**Problem description:**
Count the lines in the listing below that contain the string "white", matching case exactly, and give only the number.
+===+
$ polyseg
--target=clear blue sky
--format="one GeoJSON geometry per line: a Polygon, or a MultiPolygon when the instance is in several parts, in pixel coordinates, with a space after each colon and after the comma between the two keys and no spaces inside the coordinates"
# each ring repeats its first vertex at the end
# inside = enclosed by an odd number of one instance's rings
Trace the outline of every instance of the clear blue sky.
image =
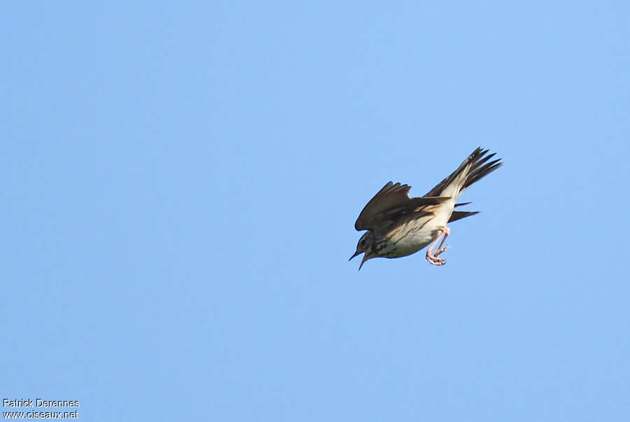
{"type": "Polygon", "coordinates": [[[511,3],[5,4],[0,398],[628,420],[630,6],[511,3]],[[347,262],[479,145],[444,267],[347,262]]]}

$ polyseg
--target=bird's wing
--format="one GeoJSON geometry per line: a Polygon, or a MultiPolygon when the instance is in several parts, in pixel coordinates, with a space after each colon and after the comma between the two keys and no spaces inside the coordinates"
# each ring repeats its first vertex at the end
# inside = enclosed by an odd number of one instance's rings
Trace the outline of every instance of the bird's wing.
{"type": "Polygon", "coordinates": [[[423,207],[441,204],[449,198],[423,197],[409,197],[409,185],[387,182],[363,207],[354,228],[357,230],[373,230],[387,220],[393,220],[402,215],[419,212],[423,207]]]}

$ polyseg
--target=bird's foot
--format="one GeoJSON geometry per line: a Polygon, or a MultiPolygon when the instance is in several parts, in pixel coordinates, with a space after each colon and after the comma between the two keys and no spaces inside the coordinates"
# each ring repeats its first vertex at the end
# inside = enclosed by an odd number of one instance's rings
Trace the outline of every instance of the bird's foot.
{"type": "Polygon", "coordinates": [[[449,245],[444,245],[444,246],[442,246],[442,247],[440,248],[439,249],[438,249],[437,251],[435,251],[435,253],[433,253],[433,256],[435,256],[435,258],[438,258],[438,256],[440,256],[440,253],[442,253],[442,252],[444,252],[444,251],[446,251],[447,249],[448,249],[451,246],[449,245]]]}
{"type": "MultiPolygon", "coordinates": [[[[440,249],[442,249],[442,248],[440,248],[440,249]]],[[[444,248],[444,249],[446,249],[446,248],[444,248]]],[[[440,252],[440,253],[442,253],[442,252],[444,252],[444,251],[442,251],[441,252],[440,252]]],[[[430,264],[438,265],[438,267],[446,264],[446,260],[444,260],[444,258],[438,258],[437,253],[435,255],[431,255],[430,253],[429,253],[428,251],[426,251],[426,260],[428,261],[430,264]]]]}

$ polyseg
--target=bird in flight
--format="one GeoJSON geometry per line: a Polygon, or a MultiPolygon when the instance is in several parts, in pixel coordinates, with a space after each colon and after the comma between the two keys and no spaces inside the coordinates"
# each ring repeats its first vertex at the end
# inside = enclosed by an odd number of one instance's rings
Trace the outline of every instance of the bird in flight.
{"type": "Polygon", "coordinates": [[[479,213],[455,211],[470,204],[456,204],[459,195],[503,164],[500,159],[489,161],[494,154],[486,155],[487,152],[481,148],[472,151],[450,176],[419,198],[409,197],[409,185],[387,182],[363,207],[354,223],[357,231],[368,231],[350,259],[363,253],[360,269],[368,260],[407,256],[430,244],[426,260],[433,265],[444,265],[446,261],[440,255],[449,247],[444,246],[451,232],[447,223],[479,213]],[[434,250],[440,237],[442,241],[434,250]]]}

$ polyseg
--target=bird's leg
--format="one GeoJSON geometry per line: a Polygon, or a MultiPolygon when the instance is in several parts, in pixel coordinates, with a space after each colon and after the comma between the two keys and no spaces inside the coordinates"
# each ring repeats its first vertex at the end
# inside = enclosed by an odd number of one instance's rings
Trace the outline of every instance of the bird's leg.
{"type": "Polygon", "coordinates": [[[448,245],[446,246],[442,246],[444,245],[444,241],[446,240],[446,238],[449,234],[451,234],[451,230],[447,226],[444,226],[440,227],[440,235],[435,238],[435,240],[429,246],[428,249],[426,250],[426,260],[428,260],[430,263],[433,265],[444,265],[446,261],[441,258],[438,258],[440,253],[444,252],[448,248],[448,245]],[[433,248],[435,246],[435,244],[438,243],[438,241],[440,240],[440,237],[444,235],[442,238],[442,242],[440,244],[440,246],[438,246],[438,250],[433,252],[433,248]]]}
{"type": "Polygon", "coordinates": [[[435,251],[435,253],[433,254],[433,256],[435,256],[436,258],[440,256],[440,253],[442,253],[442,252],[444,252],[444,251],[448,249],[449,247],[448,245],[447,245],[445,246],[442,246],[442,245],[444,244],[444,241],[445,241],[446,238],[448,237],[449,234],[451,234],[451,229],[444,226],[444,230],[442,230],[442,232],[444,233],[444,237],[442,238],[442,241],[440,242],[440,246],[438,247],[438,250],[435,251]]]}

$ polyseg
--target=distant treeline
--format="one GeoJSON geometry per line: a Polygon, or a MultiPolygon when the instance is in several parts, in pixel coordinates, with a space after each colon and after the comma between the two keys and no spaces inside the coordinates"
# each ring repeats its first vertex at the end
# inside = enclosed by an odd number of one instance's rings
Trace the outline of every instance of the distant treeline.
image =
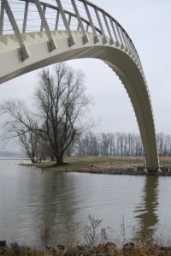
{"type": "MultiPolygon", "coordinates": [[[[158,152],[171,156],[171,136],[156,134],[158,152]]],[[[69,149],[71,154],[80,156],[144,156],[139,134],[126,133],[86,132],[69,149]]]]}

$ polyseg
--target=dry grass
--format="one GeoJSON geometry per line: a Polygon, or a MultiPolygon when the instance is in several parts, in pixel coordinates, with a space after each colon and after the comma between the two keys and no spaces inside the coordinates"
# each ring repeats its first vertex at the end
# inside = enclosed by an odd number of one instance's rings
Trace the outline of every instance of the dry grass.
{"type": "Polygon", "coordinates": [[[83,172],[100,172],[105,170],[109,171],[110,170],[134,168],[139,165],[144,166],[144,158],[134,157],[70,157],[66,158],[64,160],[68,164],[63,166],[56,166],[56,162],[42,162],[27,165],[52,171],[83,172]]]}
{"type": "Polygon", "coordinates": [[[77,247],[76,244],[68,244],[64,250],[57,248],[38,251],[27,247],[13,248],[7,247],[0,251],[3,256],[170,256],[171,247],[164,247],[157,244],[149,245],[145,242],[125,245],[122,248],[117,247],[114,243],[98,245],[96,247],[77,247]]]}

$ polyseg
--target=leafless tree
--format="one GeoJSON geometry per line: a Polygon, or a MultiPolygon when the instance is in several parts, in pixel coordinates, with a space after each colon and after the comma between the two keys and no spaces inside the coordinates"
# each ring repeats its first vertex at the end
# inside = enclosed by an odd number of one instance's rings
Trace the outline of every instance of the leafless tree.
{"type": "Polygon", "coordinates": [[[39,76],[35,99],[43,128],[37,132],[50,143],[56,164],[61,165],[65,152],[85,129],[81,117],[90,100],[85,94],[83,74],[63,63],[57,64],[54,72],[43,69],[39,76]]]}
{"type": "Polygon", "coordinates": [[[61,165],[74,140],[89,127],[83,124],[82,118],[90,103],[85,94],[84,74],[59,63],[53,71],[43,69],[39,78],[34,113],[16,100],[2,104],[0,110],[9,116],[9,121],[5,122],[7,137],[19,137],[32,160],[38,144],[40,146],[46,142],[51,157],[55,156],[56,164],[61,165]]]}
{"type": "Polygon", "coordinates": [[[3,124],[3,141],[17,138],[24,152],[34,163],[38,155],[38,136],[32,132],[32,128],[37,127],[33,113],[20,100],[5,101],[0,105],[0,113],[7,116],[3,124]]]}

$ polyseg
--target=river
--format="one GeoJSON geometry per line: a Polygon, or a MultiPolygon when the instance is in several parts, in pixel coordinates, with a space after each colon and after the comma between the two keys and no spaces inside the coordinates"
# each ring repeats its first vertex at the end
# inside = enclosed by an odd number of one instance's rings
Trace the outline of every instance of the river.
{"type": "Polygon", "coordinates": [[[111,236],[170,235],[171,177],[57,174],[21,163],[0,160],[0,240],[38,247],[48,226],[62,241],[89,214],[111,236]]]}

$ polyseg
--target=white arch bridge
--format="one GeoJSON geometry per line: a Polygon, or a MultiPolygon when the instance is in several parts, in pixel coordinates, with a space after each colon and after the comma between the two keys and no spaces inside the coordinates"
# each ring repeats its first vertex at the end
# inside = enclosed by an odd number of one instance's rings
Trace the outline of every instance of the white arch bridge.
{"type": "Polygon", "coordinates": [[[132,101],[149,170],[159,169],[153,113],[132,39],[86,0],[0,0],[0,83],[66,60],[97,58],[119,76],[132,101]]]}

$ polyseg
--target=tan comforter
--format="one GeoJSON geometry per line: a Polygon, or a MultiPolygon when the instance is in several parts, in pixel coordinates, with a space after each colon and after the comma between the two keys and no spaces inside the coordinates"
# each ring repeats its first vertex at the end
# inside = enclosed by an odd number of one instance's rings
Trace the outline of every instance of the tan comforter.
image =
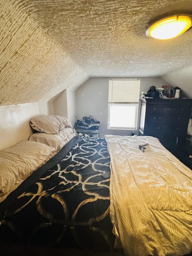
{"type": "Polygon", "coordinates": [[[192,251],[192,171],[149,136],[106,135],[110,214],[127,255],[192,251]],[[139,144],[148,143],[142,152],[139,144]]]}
+===+
**Reply:**
2